• Input data:
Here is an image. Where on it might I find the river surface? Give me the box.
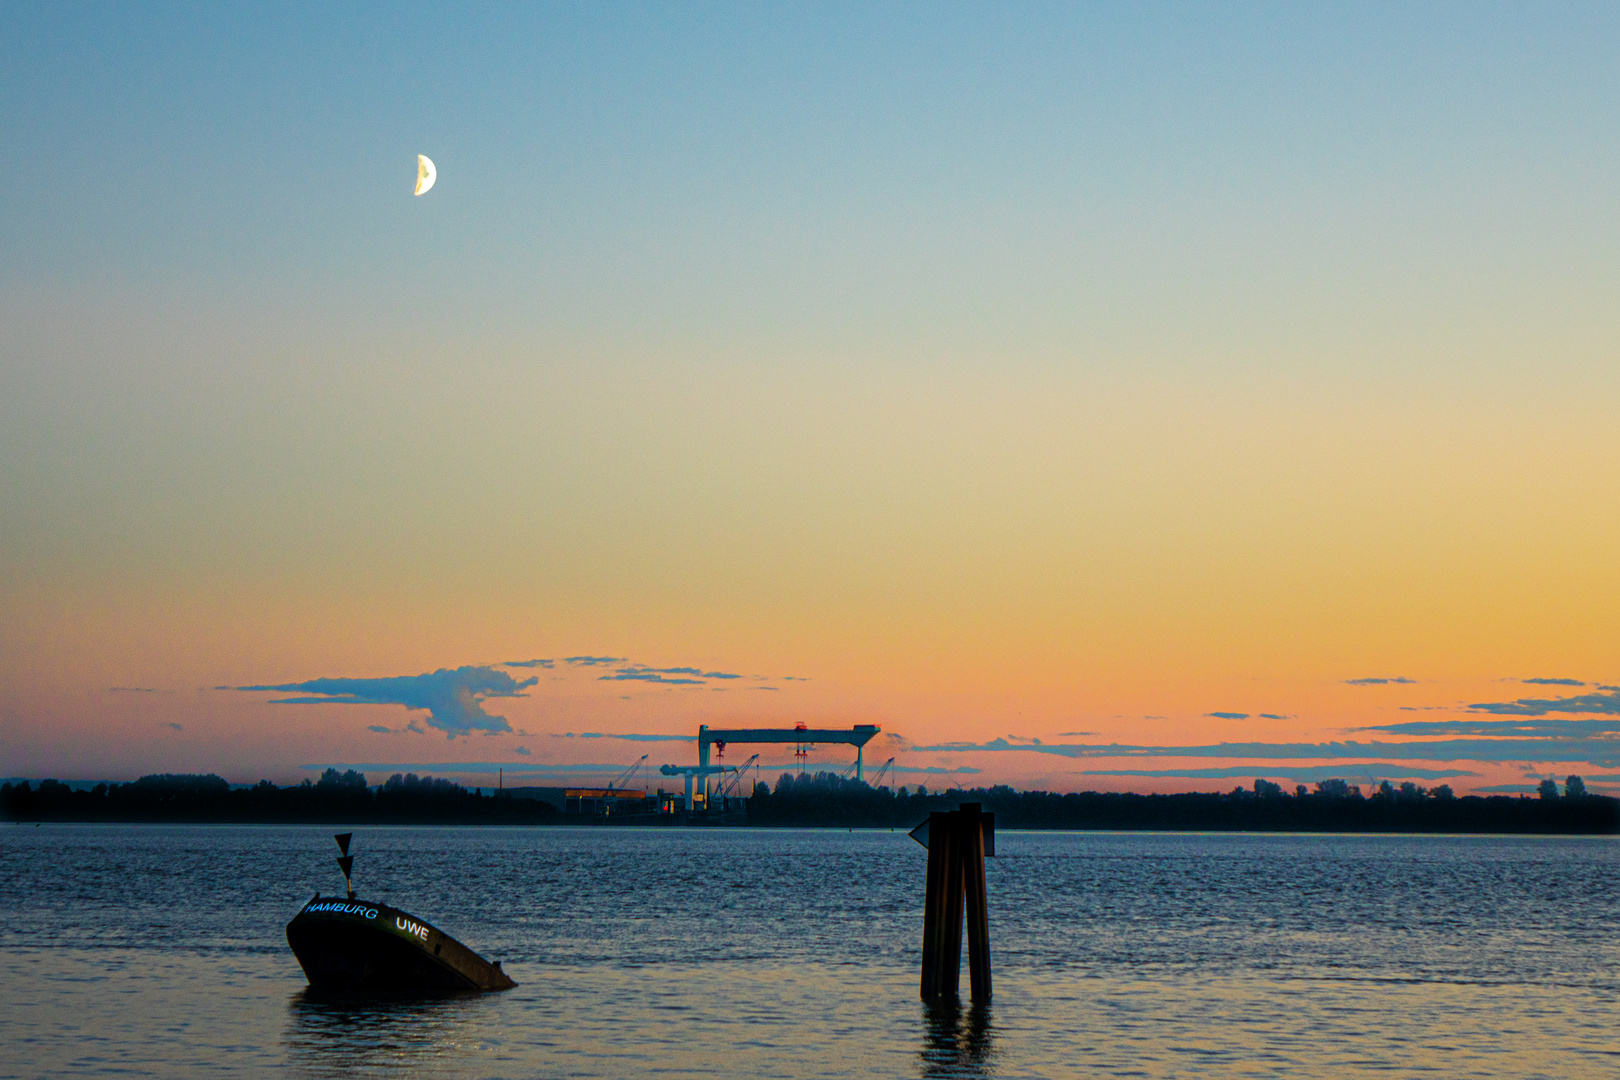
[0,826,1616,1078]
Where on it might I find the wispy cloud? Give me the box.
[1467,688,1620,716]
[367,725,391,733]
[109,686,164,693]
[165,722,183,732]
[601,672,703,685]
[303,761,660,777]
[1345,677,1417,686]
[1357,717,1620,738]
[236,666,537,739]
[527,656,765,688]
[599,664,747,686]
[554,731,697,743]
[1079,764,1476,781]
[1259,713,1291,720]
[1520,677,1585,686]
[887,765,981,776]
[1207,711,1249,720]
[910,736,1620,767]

• Exercise:
Leave the pictures out and reproduce each record exactly as written.

• Solution to this exercise:
Here is an image. Where on it might I find the river surface? Give me the box.
[0,826,1616,1078]
Where on it might I find the wispy cloud? Give me the box.
[1467,688,1620,716]
[367,725,391,733]
[109,686,164,693]
[165,722,183,732]
[601,672,703,685]
[303,761,660,777]
[1345,677,1417,686]
[1357,717,1620,738]
[236,666,537,739]
[527,656,765,688]
[599,664,747,686]
[554,731,697,743]
[1079,764,1476,781]
[1259,713,1291,720]
[1520,677,1585,686]
[887,765,981,776]
[1207,711,1249,720]
[910,736,1620,767]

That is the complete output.